Shop Local 2020

Did you see it? While we were paying attention to a pandemic, wildfire smoke, and storms the 25th showed up – and will naturally pass by. There it goes. September 25th. October 25th. November 25th. December 25th. In these three months a lot of shopping happens. Normally. This is 2020. No one knows what normal is. One thing that remains the same though is Shop Local. It’s how small towns survive.

The idea is simple, but easy to overlook. There are plenty of memes about it, but the essence is that by working with local companies, entrepreneurs, artists, and business folk in general money spent locally stays local.

Buy brand name merchandise from a brand name store and watch a lot of that money go to the brand name companies – that are very probably based thousands of miles away, maybe even on a different continent. But you really don’t get to watch that money because it is gone. About 57% of what you spent goes…somewhere else. Some stays in the area, paying bills and wages, but most departs. International corporations are built on that model.

Buy local merchandise from a local business and watch the majority of that money stay so close that you really can see its effects. Start with the smile from someone who may have made that product. There’s good reason for pride. If they get to keep more of the money, they’re also more likely to contribute back to the community with better jobs, more business for other local businesses, and a sense of identity. There’s less need to ship things across oceans, less packaging, and a real connection. You may shop in one store, then next week meet that shopowner when you’re both customers in another store. Say hi, because you’re that much closer to making a friend.

Shop local and instead of 57% of the money leaving, 73% stays. That 73% goes to someone with a name, not an abstract legal entity. There’s holiday spirit.

from The Quarterly Friend Review

It may be dull, but that also means more money for local taxes, local investment, and local philanthropy and charity. And those last two are well-suited for gift-giving. You buy a gift, and a series of other gifts cascade through the community.

WHAT YOU NEED TO DO
Continue the piece on shopping locally during the 2020 holidays, picking up after its final sentence.

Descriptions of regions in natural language

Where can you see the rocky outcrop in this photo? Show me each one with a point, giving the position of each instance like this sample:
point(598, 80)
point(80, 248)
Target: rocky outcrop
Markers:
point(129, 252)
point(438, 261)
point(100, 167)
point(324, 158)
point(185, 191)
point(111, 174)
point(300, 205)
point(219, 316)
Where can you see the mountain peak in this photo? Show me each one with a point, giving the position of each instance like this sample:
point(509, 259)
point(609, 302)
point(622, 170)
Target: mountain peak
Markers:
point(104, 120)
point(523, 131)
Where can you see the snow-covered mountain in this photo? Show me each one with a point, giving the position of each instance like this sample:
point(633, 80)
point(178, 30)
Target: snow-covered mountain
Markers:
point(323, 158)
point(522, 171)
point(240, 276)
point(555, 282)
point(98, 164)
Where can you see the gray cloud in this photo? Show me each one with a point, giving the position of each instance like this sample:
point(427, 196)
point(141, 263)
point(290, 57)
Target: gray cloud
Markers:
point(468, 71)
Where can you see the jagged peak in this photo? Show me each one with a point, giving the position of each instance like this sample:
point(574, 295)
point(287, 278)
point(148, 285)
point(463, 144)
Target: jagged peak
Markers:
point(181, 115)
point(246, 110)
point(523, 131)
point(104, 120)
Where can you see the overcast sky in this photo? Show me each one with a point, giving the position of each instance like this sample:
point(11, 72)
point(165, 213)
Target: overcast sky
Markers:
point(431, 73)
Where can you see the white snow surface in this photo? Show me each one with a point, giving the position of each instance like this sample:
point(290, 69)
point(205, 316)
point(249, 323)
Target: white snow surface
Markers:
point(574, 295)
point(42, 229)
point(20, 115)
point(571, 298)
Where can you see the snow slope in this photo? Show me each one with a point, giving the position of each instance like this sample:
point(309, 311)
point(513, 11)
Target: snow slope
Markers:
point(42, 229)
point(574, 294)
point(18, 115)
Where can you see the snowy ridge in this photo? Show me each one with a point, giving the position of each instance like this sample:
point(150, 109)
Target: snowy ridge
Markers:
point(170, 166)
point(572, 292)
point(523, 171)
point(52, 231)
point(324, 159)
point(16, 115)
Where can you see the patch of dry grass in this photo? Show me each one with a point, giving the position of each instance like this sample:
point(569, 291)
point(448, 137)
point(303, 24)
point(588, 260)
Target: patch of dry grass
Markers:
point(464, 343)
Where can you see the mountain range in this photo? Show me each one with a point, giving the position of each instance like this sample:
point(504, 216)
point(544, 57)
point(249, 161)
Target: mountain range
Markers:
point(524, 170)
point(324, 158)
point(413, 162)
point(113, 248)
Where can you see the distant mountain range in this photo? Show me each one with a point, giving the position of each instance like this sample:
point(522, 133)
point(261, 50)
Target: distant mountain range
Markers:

ANSWER AREA
Locals can care more. Local people running local shops can’t be anonymous. They know that if they don’t provide a good product or service that the word will get around, even without a need to post a review online. Besides, they’re likely to know many of their customers. Why treat friends poorly, as if they are a ‘market’ instead of a person? That’s a bad business model.

The pandemic created a dilemma. What better way to emphasize shopping local than to restrict non-essential travel? Ironically, many people switched to online shopping because of the pandemic. But businesses are re-opening and are in more need of funds to cover months of struggling to keep their businesses alive. They didn’t get billion dollar bailouts, and may not have ever made it through the bureaucratic process of asking for funds. Corporations can afford lawyers and accountants. Artists and entrepreneurs have to concentrate on more than just paperwork.

Thanks to the diversity across all of Whidbey Island, there’s plenty to choose from. The traffic is lighter. There’s no need to battle the bottlenecks of the bridge or the ferries. Parking is much easier than maneuvering through a mall’s lot. Let’s hope there’s enough opportunity for farmer’s markets and art shows.

Don’t worry about trying to make it a 100% experience. The big stores still have their place. Someone has to sell us those AA batteries.